SOURCE EXCERPT:
^^^^

Each 1 Hz clock edge is compared to the nearest RTC_REFIN clock edge (if one is found within a given time window). In most cases, the two clock edges are properly aligned. When the 1 Hz clock becomes misaligned due to the imprecision of the LSE clock, the RTC shifts the 1 Hz clock a bit so that future 1 Hz clock edges are aligned. Thanks to this mechanism, the calendar becomes as precise as the reference clock.

The RTC detects if the reference clock source is present by using the 256 Hz clock (ck_apre) generated from the 32.768 kHz quartz. The detection is performed during a time window around each of the calendar updates (every 1 s). The window equals 7 ck_apre periods when detecting the first reference clock edge. A smaller window of 3 ck_apre periods is used for subsequent calendar updates.

Each time the reference clock is detected in the window, the synchronous prescaler which outputs the ck_spre clock is forced to reload. This has no effect when the reference clock and the 1 Hz clock are aligned because the prescaler is being reloaded at the same moment. When the clocks are not aligned, the reload shifts future 1 Hz clock edges a little for them to be aligned with the reference clock.

If the reference clock halts (no reference clock edge occurred during the 3 ck_apre window), the calendar is updated continuously based solely on the LSE clock. The RTC then waits for the reference clock using a large 7 ck_apre period detection window centered on the ck_spre edge.

When the RTC_REFIN detection is enabled, PREDIV_A and PREDIV_S must be set to their default values:

• PREDIV_A = 0x007F
• PREDIV_S = 0x00FF

Note: RTC_REFIN clock detection is not available in Standby mode.

^^^^

WRITTEN REQUEST:
Repeat everything in the RTC reference clock excerpt from "When the RTC_REFIN" down to "in Standby mode.".

MATERIAL PROVIDED:
^^^^

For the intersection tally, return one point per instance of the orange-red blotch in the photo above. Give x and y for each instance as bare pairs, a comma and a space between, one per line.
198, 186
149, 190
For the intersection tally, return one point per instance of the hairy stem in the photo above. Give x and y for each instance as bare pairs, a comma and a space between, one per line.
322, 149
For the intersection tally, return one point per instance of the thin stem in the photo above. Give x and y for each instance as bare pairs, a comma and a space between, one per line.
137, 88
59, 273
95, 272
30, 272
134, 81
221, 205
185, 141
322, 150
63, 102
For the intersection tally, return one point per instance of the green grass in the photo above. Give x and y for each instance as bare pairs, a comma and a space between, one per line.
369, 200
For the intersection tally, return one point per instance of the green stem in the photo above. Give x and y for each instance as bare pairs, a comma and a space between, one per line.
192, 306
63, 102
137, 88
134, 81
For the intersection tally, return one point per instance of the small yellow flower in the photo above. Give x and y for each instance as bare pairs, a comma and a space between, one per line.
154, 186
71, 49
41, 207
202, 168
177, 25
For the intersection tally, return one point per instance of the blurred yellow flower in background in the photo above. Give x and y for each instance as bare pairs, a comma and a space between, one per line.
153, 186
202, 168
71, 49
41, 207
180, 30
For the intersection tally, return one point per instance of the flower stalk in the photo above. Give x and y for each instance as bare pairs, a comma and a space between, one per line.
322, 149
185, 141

^^^^

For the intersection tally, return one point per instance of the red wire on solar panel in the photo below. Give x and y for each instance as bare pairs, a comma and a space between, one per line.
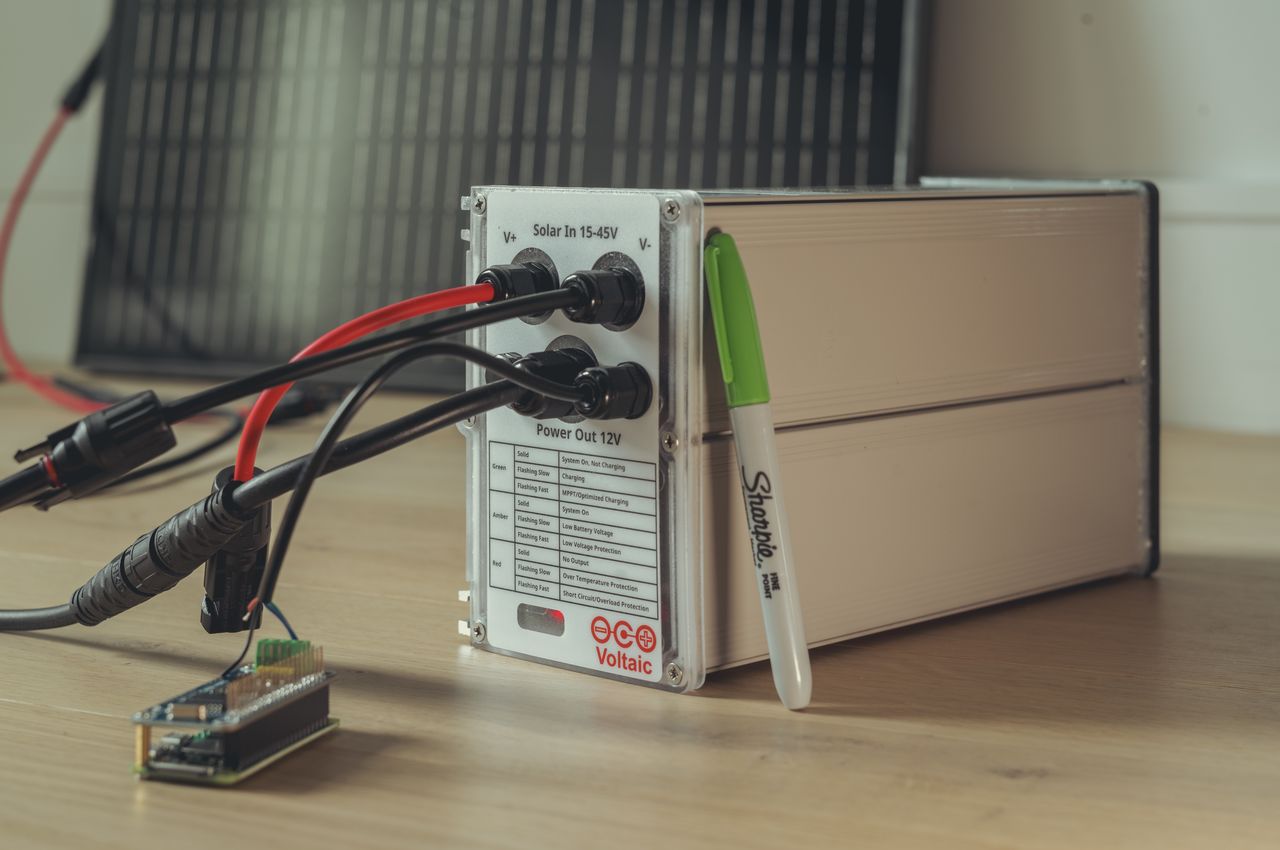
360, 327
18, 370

^^^^

FINAL ANSWER:
When the RTC_REFIN detection is enabled, PREDIV_A and PREDIV_S must be set to their default values:

• PREDIV_A = 0x007F
• PREDIV_S = 0x00FF

Note: RTC_REFIN clock detection is not available in Standby mode.